##### RECORDS

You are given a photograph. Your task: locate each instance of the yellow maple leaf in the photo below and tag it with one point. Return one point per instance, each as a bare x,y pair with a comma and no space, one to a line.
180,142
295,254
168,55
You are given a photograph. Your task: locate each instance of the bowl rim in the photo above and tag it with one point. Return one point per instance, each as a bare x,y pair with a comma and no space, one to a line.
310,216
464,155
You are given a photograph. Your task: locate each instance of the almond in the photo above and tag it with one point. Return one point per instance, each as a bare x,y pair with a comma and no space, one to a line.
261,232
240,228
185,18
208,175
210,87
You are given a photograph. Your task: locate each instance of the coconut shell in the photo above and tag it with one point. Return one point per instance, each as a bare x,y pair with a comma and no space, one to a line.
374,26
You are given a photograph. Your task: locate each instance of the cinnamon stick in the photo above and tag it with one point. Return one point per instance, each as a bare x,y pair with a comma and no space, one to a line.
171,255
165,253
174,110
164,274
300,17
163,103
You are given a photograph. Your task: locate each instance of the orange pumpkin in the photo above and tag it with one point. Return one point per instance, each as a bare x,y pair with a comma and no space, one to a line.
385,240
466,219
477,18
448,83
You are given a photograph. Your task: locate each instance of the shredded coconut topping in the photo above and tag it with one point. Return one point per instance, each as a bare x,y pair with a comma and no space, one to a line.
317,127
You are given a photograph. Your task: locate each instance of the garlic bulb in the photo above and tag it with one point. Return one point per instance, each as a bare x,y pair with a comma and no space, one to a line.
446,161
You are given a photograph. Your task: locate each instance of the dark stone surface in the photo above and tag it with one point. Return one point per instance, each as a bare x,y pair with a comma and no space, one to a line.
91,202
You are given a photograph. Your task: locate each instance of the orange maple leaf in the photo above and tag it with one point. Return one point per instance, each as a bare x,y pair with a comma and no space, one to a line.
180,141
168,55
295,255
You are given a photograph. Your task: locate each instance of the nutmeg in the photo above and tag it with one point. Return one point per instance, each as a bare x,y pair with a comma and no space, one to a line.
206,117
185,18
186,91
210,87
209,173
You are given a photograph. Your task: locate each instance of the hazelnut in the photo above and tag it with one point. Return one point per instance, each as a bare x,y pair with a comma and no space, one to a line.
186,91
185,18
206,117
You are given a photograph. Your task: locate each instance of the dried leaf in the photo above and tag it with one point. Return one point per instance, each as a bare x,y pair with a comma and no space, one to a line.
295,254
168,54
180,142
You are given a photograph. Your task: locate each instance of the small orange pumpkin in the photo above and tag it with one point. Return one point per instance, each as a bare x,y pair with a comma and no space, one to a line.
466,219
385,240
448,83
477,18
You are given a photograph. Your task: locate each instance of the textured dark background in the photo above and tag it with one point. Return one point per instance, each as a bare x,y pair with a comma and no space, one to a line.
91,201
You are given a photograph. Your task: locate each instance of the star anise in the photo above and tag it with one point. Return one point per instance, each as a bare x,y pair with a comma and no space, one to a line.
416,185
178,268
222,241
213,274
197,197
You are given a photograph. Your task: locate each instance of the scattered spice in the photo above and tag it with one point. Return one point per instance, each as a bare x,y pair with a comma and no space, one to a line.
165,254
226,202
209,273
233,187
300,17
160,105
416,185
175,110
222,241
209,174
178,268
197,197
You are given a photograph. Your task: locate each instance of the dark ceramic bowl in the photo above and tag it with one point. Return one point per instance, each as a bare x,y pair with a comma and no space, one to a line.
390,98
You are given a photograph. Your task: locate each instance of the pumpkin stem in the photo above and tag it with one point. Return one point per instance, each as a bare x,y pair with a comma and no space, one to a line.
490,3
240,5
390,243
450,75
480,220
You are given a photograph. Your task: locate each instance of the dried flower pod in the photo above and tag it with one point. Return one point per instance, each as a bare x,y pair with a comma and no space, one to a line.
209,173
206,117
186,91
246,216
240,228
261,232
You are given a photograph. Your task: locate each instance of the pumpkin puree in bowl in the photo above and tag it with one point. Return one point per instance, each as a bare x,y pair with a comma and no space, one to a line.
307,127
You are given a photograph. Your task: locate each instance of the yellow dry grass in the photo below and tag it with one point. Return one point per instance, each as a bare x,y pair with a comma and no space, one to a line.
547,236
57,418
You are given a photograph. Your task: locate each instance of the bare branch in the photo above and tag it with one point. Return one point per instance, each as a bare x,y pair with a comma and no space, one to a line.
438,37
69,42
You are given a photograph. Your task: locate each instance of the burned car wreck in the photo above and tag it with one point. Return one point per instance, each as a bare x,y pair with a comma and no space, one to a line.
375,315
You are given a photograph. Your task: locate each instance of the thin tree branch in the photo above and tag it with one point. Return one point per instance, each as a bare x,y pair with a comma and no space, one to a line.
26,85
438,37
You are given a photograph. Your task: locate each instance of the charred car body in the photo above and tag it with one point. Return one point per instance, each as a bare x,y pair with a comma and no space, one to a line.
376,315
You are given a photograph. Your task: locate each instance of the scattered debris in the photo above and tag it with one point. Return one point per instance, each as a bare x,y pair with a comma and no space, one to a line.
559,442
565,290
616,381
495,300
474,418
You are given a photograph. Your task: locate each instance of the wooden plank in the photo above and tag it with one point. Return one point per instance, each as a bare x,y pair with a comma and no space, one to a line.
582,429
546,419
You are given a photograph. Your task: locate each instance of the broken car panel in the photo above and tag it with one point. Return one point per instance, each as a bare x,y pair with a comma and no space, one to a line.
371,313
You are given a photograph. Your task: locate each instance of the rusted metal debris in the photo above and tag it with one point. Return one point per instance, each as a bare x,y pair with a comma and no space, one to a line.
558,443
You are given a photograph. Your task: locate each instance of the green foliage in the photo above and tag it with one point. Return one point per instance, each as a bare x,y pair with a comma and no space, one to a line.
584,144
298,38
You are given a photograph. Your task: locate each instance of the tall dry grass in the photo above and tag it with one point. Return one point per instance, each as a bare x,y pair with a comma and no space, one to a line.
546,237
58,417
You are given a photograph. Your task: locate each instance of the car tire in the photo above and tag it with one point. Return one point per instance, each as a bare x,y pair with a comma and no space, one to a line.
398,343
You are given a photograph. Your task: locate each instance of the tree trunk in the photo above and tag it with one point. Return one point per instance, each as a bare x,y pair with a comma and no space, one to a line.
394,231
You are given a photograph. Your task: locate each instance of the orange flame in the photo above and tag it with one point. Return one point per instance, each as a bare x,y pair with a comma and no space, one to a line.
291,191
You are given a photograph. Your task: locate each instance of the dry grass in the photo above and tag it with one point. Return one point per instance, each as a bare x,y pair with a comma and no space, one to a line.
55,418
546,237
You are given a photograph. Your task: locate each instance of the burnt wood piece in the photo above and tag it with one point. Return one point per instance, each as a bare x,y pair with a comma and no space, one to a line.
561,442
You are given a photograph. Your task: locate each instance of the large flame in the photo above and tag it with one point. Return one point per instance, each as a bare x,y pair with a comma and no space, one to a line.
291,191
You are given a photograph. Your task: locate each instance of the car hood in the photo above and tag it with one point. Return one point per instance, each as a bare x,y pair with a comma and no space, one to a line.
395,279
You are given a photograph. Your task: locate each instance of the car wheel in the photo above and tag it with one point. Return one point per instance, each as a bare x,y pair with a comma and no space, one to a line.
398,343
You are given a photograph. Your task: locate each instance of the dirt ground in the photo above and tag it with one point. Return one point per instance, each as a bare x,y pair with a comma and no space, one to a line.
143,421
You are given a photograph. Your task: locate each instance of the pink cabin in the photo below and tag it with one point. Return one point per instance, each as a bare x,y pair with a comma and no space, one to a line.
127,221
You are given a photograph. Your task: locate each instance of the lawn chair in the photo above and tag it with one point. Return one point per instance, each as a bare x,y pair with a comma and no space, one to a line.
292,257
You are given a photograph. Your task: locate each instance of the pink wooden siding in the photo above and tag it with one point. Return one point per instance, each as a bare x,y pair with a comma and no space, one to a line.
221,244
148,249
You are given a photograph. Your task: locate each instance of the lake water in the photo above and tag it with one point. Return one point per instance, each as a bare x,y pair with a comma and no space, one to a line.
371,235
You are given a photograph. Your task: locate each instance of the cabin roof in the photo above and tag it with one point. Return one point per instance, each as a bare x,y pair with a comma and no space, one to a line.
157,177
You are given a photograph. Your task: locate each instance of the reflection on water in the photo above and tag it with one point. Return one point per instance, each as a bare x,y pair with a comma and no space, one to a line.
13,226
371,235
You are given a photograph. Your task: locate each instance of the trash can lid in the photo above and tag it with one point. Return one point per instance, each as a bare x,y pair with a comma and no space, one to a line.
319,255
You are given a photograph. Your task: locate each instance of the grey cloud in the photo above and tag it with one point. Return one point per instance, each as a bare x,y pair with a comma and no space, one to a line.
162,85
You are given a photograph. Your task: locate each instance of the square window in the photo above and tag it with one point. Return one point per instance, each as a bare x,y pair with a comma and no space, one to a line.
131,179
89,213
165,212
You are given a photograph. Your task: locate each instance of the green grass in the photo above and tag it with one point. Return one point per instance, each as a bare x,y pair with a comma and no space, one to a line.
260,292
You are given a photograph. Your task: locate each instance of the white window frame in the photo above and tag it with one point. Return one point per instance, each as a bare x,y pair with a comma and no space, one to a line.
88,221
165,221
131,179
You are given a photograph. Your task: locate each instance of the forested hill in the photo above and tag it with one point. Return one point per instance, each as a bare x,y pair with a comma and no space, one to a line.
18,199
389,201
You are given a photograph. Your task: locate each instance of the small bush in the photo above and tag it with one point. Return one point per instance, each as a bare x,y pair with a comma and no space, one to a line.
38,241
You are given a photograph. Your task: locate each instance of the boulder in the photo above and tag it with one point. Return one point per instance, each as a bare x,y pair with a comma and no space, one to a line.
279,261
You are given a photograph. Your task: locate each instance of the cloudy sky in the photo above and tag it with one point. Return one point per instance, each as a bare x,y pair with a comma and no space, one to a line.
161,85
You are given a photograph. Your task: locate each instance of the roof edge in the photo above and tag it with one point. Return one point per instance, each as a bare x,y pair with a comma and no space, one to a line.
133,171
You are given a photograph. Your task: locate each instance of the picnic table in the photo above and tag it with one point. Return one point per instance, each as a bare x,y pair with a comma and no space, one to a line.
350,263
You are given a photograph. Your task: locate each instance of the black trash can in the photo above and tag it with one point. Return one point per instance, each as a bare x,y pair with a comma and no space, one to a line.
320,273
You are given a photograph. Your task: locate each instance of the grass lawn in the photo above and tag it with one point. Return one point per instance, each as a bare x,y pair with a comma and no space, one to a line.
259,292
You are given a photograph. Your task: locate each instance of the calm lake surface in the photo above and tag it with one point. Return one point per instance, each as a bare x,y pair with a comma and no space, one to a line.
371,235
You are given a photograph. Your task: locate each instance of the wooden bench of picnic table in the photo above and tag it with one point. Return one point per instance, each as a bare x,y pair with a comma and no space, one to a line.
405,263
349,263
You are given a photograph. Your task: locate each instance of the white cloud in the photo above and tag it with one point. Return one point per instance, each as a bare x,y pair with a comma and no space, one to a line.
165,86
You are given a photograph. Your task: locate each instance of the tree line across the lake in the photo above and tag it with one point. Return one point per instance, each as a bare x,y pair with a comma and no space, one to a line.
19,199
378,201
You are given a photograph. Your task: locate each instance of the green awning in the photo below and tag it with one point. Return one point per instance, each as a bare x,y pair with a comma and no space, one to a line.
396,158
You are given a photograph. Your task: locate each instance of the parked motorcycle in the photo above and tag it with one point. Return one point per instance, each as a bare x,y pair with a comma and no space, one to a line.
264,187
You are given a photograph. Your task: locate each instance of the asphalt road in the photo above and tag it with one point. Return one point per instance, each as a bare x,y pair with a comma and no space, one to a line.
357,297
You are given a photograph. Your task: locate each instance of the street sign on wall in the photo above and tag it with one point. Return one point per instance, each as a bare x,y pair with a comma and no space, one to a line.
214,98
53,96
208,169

##########

▶ [GIVEN REQUEST]: Copy only this span: the line that contains "the white cloud", the last line, and every line between them.

▶ [THE REPLY]:
You are given a photograph. Your task: locate each instance of the white cloud in the photo above and tag it with one point. Return one point per instance, each as a bare x,y pair with a comma and no space, one to a line.
165,86
You are given a photograph. Your task: locate each instance of the tree line across the lake in the photo above and tag it with one point. Return one point per instance, each as a bare x,y pair with a comma and no space, one to a line.
19,199
378,201
You are given a photograph. Your task: locate each instance of the green awning in the photo below and tag it with one point. Return one point per instance, each as a bare x,y pair with a comma and no space, one to a line.
396,158
You are given a photograph. Your task: locate each instance of the parked motorcycle in the photo above and tag it with one point. Return one point per instance, each as a bare x,y pair with a comma and no space, one to a line.
264,187
You are given a photograph. Your task: locate each instance of the asphalt road in the photo above and tag it with one point. Return one point per instance, each as a bare x,y pair with a comma and no space, one to a line.
357,297
You are given a photograph. Your task: locate each instance of the street sign on wall in the photo above and tag it with one point. Return one point per instance, each as a bare x,y pair with a comma and no space, one to a line.
214,98
53,96
208,169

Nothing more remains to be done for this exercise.